Finance Minister Palaniappan Chidambaram, who will present his annual budget to parliament tomorrow, will seek to cut the shortfall in public finances to 4.8 percent of gross domestic product the next fiscal year, from an estimated 5.3 percent in the 12 months through March, according to a Bloomberg survey. A narrowing of the gap will give the central bank more room to lower interest rates for the second time in 2013, according to Debendra Kumar Dash, a debt trader at Development Credit Bank.

“Investors are generally bullish on bonds as the macro-economic outlook seems positive, but are staying cautious before the budget,” Mumbai-based Dash said.

The yield on the 8.15 percent notes due June 2022 declined two basis points, or 0.02 percentage point, to 7.80 percent in Mumbai, according to the central bank’s trading system. The rate matched a level touched on Feb. 25, the lowest level since July 2010.

The Reserve Bank of India last cut its repurchase rate by 25 basis points to 7.75 percent on Jan. 29. The central bank will offer to purchase as much as 100 billion rupees ($1.9 billion) of government securities at an open-market auction on March 1, it said in a statement on Feb. 25.

• **Directions**
Write the next few sentences of the report on India's bond market and budget, picking up after its last sentence.

• **Records provided**
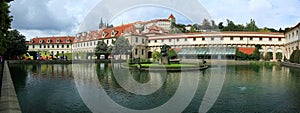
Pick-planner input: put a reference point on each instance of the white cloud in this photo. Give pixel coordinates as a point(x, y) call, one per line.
point(49, 17)
point(267, 13)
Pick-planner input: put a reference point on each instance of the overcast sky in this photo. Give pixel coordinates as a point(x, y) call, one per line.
point(62, 17)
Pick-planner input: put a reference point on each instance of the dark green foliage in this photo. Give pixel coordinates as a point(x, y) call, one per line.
point(5, 20)
point(172, 54)
point(17, 45)
point(122, 47)
point(241, 55)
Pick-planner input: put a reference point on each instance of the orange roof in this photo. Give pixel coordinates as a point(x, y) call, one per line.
point(171, 16)
point(247, 51)
point(52, 40)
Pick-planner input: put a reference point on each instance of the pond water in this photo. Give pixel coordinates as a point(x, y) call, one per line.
point(74, 88)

• **Final answer**
India will probably contain the budget deficit at about 5.3 percent of gross domestic product this fiscal year as it tries to slow inflation, and economic growth is set to recover, Finance Ministry advisers said.

“The government is committed to fiscal consolidation,” they said in a report in New Delhi today, predicting GDP will rise as much as 6.7 percent in the year through March 2014.

The one-year interest-rate swap, a derivative contract used to guard against fluctuations in funding costs, fell two basis points to 7.61 percent, data compiled by Bloomberg show.